Entries from a pointing dataset

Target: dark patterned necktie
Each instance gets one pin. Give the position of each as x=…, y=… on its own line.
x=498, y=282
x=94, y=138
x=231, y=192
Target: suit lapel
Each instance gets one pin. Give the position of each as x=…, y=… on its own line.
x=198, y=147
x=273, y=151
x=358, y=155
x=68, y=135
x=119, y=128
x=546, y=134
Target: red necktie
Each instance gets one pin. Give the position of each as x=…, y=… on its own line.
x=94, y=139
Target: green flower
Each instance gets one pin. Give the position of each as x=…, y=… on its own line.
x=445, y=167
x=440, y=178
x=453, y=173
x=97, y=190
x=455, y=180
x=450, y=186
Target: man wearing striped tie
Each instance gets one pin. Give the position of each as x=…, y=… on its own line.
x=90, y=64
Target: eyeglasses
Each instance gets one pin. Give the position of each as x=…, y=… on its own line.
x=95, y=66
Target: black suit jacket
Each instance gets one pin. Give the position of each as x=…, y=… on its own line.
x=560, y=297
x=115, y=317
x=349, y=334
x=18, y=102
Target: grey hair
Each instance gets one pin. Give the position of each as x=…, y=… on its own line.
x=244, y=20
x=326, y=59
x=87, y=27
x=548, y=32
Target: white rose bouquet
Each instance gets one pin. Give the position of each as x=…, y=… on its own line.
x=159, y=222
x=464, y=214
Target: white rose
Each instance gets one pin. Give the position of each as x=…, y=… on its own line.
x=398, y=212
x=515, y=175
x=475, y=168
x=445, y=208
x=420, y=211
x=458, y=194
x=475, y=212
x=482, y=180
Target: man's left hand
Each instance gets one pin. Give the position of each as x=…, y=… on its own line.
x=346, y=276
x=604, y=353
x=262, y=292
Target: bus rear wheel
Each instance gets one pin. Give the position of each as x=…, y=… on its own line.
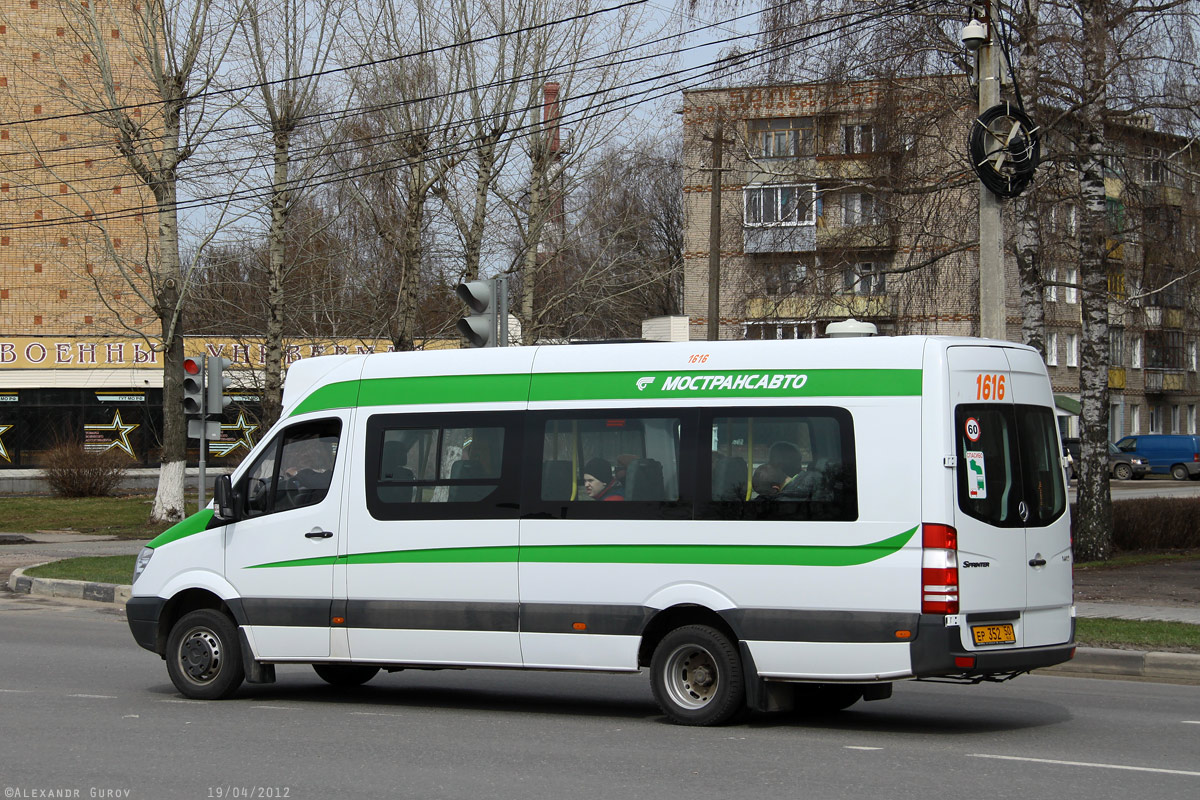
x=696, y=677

Short task -> In your copy of the records, include no pictures; repeat everything else exactly.

Solved problem ->
Target: dark patterned necktie
Each instance gets one pin. Give the position of each as x=…, y=… on its own line.
x=498, y=282
x=94, y=138
x=231, y=192
Target: suit lapel
Each instance gets one pin. Give the position of each as x=…, y=… on its own line.
x=198, y=147
x=273, y=151
x=358, y=155
x=68, y=135
x=119, y=128
x=546, y=134
Target: red necktie
Each instance gets one pin. Give the position of each as x=…, y=… on its own line.
x=94, y=139
Target: green flower
Each instance gets one pin. Give the position of each as x=…, y=… on its own line.
x=445, y=167
x=440, y=178
x=453, y=173
x=97, y=190
x=455, y=180
x=450, y=186
Target: man wearing striped tie
Each instance gets one pin. Give the position of each as x=…, y=… on its own line.
x=90, y=64
Target: eyeglasses
Each instance gets one pin. Give the position of each as x=…, y=… on its own line.
x=95, y=66
Target: black suit jacket
Each instance gets one pin. Give the position of each as x=…, y=… on its own line.
x=560, y=297
x=115, y=317
x=349, y=334
x=18, y=102
Target: grey hair
Each instance gets one pin. Give the position of each as x=…, y=… on its own line.
x=244, y=20
x=326, y=59
x=87, y=27
x=548, y=32
Target: white rose bouquet
Each instance gets one pin. Give the position of each as x=…, y=… on its own line.
x=159, y=222
x=464, y=214
Target: white rose
Each instance gets one pin. Give the position of each as x=…, y=… on its own line.
x=398, y=212
x=515, y=175
x=475, y=168
x=445, y=208
x=420, y=211
x=458, y=194
x=475, y=212
x=482, y=180
Target: man's left hand
Each instance gets one pin. Give the position of each as x=…, y=… on its own line.
x=346, y=276
x=604, y=353
x=262, y=292
Target: bus rear wheel
Each instance gets one pin. Give the position of each as x=…, y=… on its own line.
x=696, y=677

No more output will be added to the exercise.